**Problem**:
Format everything in the data below, from the line containing "Tight annotation required. Target: green copper" down to the line containing "[547,351,561,392]", as a numbered list with one line per item. Include both of those lines and skip any blank lines.

**Recorded data**:

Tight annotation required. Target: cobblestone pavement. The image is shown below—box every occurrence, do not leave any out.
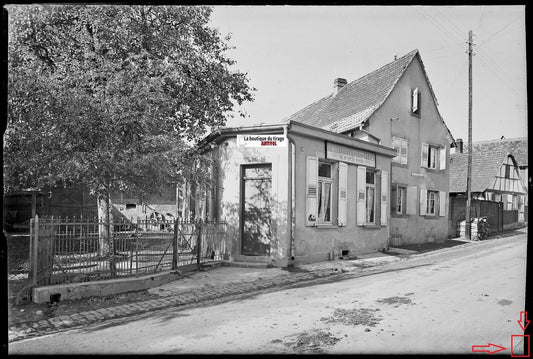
[8,229,524,342]
[8,268,350,342]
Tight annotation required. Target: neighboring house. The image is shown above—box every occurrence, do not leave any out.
[111,185,178,223]
[195,121,396,267]
[450,140,528,228]
[287,50,454,245]
[3,185,177,232]
[3,185,97,232]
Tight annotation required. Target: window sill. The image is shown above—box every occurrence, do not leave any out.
[312,223,337,228]
[422,167,446,174]
[392,162,409,168]
[391,213,409,218]
[359,223,385,229]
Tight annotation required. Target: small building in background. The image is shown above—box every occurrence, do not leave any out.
[282,50,454,245]
[450,139,528,232]
[195,121,396,267]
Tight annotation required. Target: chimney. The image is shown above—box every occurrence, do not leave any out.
[333,77,348,96]
[455,138,463,153]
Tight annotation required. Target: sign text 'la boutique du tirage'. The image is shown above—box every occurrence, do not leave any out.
[237,135,287,147]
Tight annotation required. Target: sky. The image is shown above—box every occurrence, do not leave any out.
[207,5,527,142]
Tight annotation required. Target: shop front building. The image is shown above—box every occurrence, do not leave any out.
[194,122,396,267]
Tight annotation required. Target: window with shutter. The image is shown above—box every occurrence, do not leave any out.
[420,143,429,168]
[380,171,389,226]
[317,161,333,223]
[439,146,447,170]
[439,191,448,217]
[411,88,420,115]
[392,136,408,164]
[355,166,366,226]
[305,156,318,226]
[405,186,417,215]
[337,162,348,226]
[419,188,427,216]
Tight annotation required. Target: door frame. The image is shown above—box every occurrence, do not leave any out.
[239,162,272,255]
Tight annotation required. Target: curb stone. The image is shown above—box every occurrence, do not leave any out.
[8,235,520,342]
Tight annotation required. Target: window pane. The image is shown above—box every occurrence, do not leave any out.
[318,163,331,178]
[366,186,374,223]
[366,171,374,184]
[244,166,272,178]
[318,181,331,223]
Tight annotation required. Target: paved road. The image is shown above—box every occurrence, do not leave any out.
[9,235,527,354]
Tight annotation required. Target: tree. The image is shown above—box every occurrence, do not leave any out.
[4,5,253,262]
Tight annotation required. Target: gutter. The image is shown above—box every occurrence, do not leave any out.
[283,123,296,265]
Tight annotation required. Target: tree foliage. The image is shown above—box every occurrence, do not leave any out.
[4,5,253,195]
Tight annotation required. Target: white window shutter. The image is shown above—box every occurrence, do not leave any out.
[420,143,429,167]
[405,186,417,214]
[420,188,428,216]
[200,184,207,220]
[305,156,318,226]
[381,171,389,226]
[412,88,418,112]
[439,146,446,170]
[355,166,366,226]
[400,140,409,165]
[337,162,348,226]
[439,191,448,217]
[392,137,396,162]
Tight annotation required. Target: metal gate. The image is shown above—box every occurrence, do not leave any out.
[8,216,226,296]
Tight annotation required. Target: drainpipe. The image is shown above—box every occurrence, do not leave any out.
[283,123,295,264]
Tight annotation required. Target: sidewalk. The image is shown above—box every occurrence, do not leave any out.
[8,229,527,342]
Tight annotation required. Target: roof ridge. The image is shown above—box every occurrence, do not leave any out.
[281,94,331,122]
[343,49,418,93]
[472,137,527,145]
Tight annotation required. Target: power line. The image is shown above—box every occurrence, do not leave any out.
[415,7,463,43]
[478,19,519,46]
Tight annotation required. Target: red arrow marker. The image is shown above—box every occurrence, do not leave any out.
[472,343,506,354]
[518,312,529,331]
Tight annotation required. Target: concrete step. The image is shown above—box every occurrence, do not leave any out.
[233,254,270,263]
[222,261,268,268]
[387,247,418,254]
[200,261,223,272]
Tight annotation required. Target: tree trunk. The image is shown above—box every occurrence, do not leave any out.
[97,195,112,257]
[98,190,117,278]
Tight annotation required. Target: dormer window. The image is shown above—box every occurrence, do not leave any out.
[411,88,420,116]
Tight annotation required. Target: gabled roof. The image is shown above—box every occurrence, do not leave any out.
[450,148,516,193]
[284,50,453,140]
[465,137,527,166]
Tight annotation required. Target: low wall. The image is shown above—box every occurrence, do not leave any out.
[32,270,187,304]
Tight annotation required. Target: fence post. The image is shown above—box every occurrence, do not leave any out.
[172,218,179,269]
[31,215,39,287]
[196,219,202,270]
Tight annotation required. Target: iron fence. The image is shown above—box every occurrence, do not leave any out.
[9,216,226,287]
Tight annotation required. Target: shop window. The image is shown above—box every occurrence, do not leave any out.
[504,165,511,178]
[366,171,376,223]
[391,185,407,214]
[411,88,420,116]
[420,188,447,217]
[356,166,389,226]
[420,143,446,170]
[317,161,333,224]
[305,156,340,226]
[392,136,409,164]
[426,191,439,216]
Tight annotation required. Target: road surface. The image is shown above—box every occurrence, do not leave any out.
[9,234,527,354]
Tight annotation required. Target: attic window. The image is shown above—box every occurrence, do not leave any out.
[411,88,420,116]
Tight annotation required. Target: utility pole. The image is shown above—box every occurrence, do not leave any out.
[465,30,474,239]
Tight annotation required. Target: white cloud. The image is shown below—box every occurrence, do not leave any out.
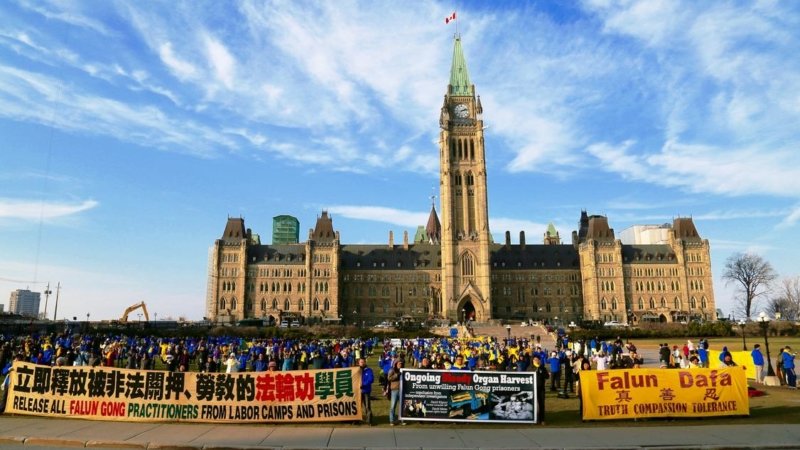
[327,205,430,228]
[158,42,197,80]
[20,0,111,36]
[203,35,236,89]
[587,141,800,197]
[0,66,237,157]
[0,198,99,221]
[777,205,800,229]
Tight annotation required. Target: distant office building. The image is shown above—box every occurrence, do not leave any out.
[272,216,300,245]
[8,289,41,317]
[619,223,672,245]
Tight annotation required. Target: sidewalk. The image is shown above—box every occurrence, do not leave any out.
[0,416,800,450]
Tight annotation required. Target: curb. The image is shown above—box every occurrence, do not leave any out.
[147,442,203,450]
[0,436,25,445]
[86,439,147,449]
[25,437,85,447]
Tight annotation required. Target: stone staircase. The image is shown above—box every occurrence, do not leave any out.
[472,324,553,346]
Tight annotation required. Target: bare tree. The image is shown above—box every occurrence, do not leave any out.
[722,253,778,320]
[767,276,800,320]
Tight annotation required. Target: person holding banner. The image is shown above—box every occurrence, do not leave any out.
[750,344,764,384]
[781,345,797,389]
[358,358,375,426]
[531,354,550,425]
[386,358,405,426]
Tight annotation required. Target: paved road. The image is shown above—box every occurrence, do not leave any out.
[0,416,800,450]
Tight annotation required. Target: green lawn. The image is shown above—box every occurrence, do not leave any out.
[631,335,800,359]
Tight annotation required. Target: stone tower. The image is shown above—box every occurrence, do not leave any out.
[439,36,492,322]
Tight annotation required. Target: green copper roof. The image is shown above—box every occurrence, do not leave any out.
[450,37,472,95]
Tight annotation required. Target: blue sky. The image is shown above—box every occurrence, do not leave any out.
[0,0,800,319]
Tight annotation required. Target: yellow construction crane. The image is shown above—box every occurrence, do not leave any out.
[119,302,150,323]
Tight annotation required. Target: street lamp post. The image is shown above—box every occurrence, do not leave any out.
[739,319,747,350]
[758,311,775,377]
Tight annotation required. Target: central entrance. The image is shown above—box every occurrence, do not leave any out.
[459,298,475,322]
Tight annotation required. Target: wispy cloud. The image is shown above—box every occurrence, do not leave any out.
[0,198,99,221]
[777,205,800,229]
[584,1,800,197]
[158,42,197,80]
[20,0,111,35]
[328,205,429,229]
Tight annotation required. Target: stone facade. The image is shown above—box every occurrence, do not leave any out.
[206,38,716,325]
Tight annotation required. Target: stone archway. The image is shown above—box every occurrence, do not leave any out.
[455,295,486,322]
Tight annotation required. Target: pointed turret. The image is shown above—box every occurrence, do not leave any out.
[425,205,442,244]
[450,36,472,96]
[222,217,248,242]
[544,222,561,245]
[310,211,338,243]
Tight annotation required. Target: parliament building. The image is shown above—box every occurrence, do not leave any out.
[206,37,716,325]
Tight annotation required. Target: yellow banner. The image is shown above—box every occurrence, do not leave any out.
[580,367,750,420]
[6,362,361,423]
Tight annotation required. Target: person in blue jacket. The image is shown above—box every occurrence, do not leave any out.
[358,358,375,426]
[750,344,764,384]
[781,345,797,389]
[547,351,561,392]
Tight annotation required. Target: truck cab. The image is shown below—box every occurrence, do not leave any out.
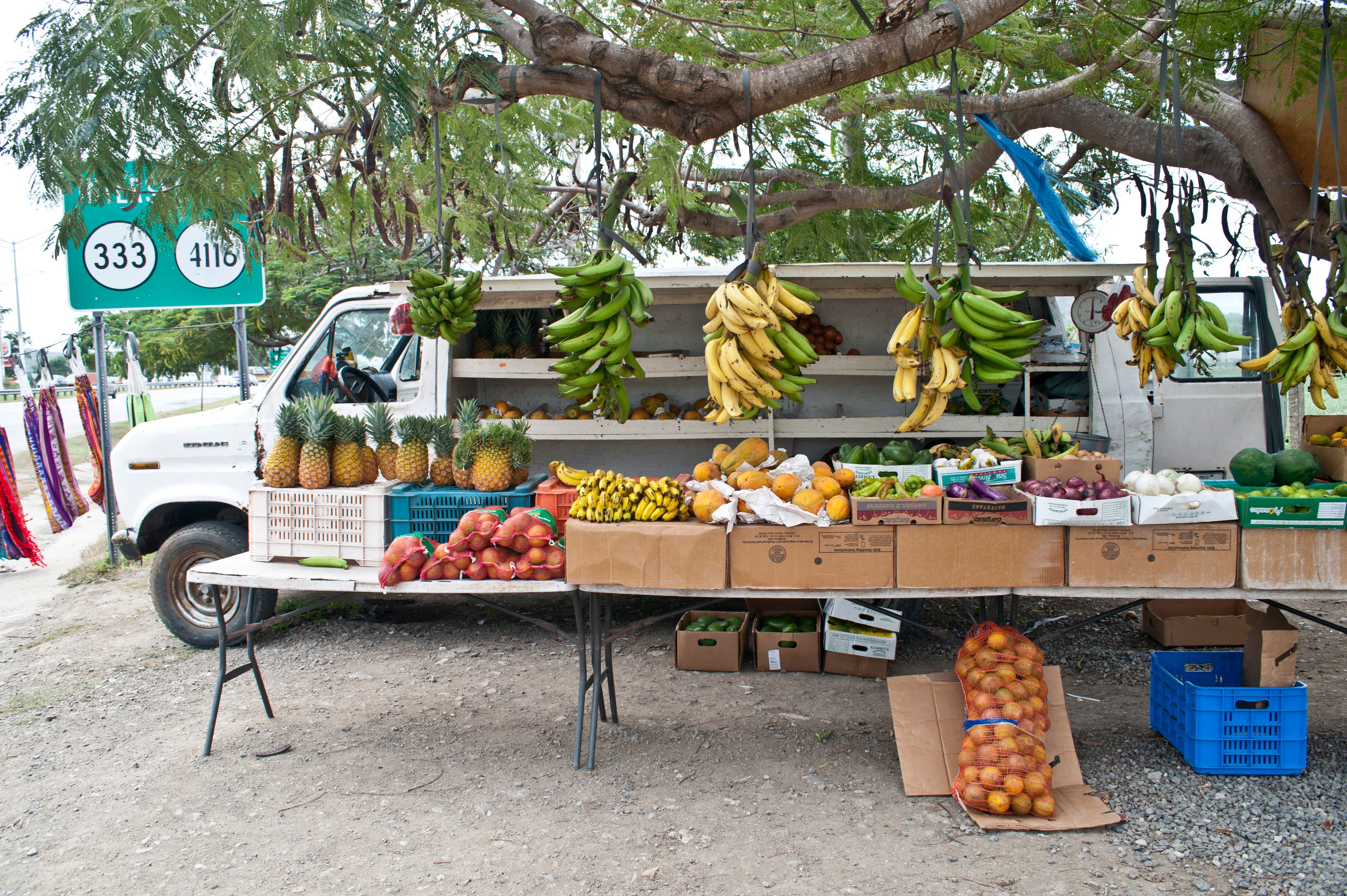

**Problem solution**:
1. Tight annotation required. Target: green copper roof. The image is shown above—box every occurrence, do not leave any out.
2. [450,37,472,95]
3. Tight annotation required. Target: blue sky. The image is shown above—box every occurrence, do not leave any out.
4. [0,0,800,319]
5. Tight annotation required. Target: yellow construction crane. The image is shown above—box every occurrence, do not leave any out.
6. [119,302,150,323]
7. Tight annotation required. Target: street lamp post. The image is shown above—box every occurrence, do not leave any out.
8. [739,319,747,350]
9. [758,311,775,377]
10. Tight annotation required. Target: central entrance. The image is shown above—box every occurrence, do not leave any out.
11. [459,298,475,322]
12. Tight annotation required. Target: wispy cloud. The image is shown above—box every occurrence, do not leave any out.
13. [0,198,99,221]
14. [777,205,800,229]
15. [584,1,800,197]
16. [158,42,197,80]
17. [20,0,111,35]
18. [328,205,429,229]
19. Tight annotation required. Target: stone facade. The image is shown above—box every occurrence, do not leave any out.
20. [206,38,716,325]
21. Tight annotation required. Target: stone archway. The image is shown above—box every occurrence, do not leave any out.
22. [455,295,486,322]
23. Tight annotation required. Target: pointed turret. The image is shown above—box every occurrence, do not leave any out.
24. [425,205,442,244]
25. [450,36,472,96]
26. [222,217,248,242]
27. [544,222,561,245]
28. [310,211,338,243]
29. Tight annotation required. Target: parliament building. The image is shown above—box every occurrence, do not leave any out.
30. [206,37,716,325]
31. Tight annotation required. Target: yellow banner. The image is shown above—box every occurrence, do not leave any out.
32. [580,367,750,420]
33. [6,362,361,423]
34. Tight annotation required. Target: person in blue jacket. The image is shown above—box every occurrence, do not leave any out.
35. [358,358,375,426]
36. [750,344,764,384]
37. [781,345,797,389]
38. [547,351,561,392]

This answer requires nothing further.